»»

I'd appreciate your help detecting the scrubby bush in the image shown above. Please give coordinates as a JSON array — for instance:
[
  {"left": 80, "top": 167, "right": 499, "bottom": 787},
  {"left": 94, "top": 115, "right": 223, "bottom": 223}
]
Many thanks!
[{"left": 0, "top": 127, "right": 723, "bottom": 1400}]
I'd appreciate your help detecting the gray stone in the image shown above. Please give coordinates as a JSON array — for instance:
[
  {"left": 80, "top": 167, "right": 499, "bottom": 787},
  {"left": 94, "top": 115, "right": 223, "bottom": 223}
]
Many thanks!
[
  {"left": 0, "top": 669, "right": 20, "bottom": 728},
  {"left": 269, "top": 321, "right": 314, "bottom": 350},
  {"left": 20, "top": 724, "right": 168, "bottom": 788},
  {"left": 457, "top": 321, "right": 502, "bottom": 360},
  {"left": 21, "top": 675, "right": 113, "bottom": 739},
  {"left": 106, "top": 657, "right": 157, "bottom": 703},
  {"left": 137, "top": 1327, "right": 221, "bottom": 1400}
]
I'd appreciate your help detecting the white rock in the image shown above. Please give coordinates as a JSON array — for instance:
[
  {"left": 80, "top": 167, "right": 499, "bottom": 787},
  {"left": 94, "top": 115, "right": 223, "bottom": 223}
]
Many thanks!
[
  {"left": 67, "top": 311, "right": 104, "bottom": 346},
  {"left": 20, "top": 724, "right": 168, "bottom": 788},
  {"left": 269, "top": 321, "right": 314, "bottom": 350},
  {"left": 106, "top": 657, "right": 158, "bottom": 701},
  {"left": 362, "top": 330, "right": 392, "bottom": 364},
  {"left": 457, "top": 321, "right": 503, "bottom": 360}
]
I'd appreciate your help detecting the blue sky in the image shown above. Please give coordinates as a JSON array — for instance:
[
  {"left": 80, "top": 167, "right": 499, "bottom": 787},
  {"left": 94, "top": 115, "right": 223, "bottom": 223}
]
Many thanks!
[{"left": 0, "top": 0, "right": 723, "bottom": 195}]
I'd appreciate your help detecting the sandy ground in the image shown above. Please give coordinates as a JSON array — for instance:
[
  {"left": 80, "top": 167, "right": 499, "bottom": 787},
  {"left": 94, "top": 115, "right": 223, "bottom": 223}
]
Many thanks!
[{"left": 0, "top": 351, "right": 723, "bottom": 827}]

««

### Set task
Add 125 to every bounding-box coordinate in the answers, but not to the sample coordinates inside the items, and write out again the stretch from the item containing "I'd appreciate your help detecting the blue" through the end of the items, requests included. Reproduce only that stretch.

### Expected output
I'd appreciate your help detecting the blue sky in the image shown above. Please give coordinates as a JSON array — for instance:
[
  {"left": 80, "top": 167, "right": 499, "bottom": 787},
  {"left": 94, "top": 115, "right": 223, "bottom": 223}
]
Many thanks!
[{"left": 125, "top": 125, "right": 848, "bottom": 320}]
I'd appreciate your help detecting the sandy ground in the image shown above. Please give coordinates as a JSON array — for instance:
[
  {"left": 80, "top": 167, "right": 499, "bottom": 787},
  {"left": 94, "top": 115, "right": 223, "bottom": 223}
]
Many thanks!
[{"left": 125, "top": 476, "right": 848, "bottom": 952}]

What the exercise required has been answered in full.